- Travail demandé -
(a) D'après le texte sur la Marque Employeur, quelle entreprise Didier Pitelet dirigeait-il à l'époque ?
(b) Poursuivez le texte sur la Marque Employeur après sa dernière phrase.

- Document source -
Depuis sa création en 1998, la Marque Employeur est entrée dans le domaine public et représente une réelle avancée. Elle n’a malheureusement pas toujours été élevée à son juste niveau et parfois même détournée. L’arrivée du web 2.0 et de ses espaces collaboratifs lui font vivre de nouveaux défis, notamment celui de la démocratie directe d’internet.
My RH Line a rencontré Didier Pitelet, dépositaire du concept en 1998, pour comprendre l’évolution de cette notion et son avenir.
L’origine
« J’ai créé et déposé le concept de Marque Employeur en septembre 1998, en écho à la première génération « kleenex » qui a marqué les années 1992-93-94.
Avec la violence de cette première grosse crise économique, nous avons globalement assisté à un sacrifice, en bonne et due forme, de tous les jeunes diplômés de cette époque. Ils ne comprenaient plus le monde dans lequel ils vivaient. On leur avait promis que s’ils faisaient des études, on leur déroulerait le tapis rouge et ils avaient pu voir les entreprises le faire pour leurs aînés de 2 ou 3 ans.
Mais lorsqu’ils sont arrivés sur le marché du travail, les portes se sont fermées et ils sont devenus des « pestiférés ».
Dans la détresse, cette jeunesse a été la première génération en rupture avec le monde de l’entreprise. Cela a d’ailleurs généré les trentenaires actuels qui sont la première génération extrêmement cynique par rapport aux organisations. 70% des managers trentenaires déclarent ne pas adhérer aux valeurs de leur entreprise, cela en dit long.
« La mise en cohérence de toutes les expressions employeur »
Dès 1997, le marché de l’emploi a commencé à redémarrer et nous avons assisté à l’amnésie des entreprises. J’ai trouvé cela totalement indécent. Du jour au lendemain, parce que la dimension quantitative du recrutement recommençait à faire loi, elles se sont parées de leurs meilleurs atours pour attirer les talents, comme s’il n’y avait pas eu de crise.
A l’époque, je dirigeais une entreprise, Guillaume Tel, et j’ai eu la volonté d’introduire dans l’univers RH toute la rigueur du marketing en partant non pas de slogans de communication RH mais de la posture de la marque des entreprises.

- Extraits des données -
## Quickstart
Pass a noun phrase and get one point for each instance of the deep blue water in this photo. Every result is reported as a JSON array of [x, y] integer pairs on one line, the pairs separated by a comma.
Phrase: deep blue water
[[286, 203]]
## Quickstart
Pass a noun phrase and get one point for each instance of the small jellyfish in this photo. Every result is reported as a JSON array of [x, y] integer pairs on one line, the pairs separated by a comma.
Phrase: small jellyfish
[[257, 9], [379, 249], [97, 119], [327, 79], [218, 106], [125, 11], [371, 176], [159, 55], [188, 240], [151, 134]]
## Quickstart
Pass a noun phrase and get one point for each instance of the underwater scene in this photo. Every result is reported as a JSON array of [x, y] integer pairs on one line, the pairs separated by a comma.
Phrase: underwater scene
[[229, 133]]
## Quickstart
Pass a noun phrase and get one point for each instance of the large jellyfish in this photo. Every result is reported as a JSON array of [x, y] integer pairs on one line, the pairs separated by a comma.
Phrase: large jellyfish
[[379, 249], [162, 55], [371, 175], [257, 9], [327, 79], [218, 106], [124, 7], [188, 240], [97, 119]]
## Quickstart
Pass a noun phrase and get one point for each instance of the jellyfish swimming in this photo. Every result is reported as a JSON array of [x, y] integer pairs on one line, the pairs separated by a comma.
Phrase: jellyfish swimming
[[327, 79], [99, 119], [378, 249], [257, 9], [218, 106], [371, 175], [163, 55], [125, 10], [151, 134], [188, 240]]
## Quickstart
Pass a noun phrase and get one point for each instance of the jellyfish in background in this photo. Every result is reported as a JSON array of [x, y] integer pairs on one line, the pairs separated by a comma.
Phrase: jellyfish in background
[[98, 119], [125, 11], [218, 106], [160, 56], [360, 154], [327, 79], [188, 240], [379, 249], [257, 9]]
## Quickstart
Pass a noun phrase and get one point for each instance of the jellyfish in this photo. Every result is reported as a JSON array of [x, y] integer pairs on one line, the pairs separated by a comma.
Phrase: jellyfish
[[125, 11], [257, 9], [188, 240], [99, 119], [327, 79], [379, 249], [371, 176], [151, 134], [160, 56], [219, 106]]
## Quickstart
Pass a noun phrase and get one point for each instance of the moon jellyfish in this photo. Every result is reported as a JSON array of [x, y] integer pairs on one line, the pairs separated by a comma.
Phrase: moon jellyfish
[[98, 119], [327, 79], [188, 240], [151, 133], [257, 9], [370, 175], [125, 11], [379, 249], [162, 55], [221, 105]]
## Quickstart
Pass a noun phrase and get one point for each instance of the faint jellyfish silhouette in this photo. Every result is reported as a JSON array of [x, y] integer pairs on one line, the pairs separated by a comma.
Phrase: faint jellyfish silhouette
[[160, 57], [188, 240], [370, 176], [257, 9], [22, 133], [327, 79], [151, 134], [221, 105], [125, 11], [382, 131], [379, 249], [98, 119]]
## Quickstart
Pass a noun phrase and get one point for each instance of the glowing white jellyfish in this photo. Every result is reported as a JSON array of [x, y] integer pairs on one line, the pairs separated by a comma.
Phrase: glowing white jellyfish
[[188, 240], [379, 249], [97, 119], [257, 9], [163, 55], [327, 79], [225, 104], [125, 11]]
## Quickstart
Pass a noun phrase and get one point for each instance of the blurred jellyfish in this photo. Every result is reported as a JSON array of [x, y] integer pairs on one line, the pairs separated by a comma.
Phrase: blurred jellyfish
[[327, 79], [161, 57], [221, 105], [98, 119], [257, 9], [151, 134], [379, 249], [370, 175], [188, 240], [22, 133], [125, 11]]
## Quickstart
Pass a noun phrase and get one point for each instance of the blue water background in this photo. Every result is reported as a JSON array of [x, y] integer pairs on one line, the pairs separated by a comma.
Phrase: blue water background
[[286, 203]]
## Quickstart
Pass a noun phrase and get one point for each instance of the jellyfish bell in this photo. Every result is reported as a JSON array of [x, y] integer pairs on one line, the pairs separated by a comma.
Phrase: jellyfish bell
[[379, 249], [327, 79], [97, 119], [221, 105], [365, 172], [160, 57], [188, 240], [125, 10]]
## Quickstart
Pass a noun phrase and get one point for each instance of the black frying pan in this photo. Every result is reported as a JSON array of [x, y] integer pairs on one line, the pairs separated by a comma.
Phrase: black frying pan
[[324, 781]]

- Réponses -
(a) Il dirigeait l'entreprise Guillaume Tel.

(b)
La Marque employeur a donc été créée sur la définition suivante : la mise en cohérence de toutes les expressions employeur tant internes qu’externes et ce au nom d’une seule chose, la performance de l’entreprise.
Dès son origine, les maîtres mots étaient :
- La cohérence : ne pas être à l’extérieur ce qu’on n’est pas à l’intérieur,
- La logique entre expression employeur et marque,
- La performance qui est la seule raison d’être
Une entreprise n’est pas une association à but non lucratif, elle est là pour performer et paie des équipes pour contribuer à la performance. Il doit y avoir un véritable liant identitaire et culturel qui permette à chacun de comprendre le sens de cette performance. C’est ça l’origine de la marque employeur.
Une marque employeur détournée
Le chemin parcouru a une double face : une négative et une positive.
Avant 1998, personne ne parlait de Marque Employeur, aujourd’hui il n’y a pas une entreprise qui n’y fassent pas référence. Ce concept fait désormais partie du domaine public. C’est une avancée en tant que telle. Ce vocable a fait bouger les choses.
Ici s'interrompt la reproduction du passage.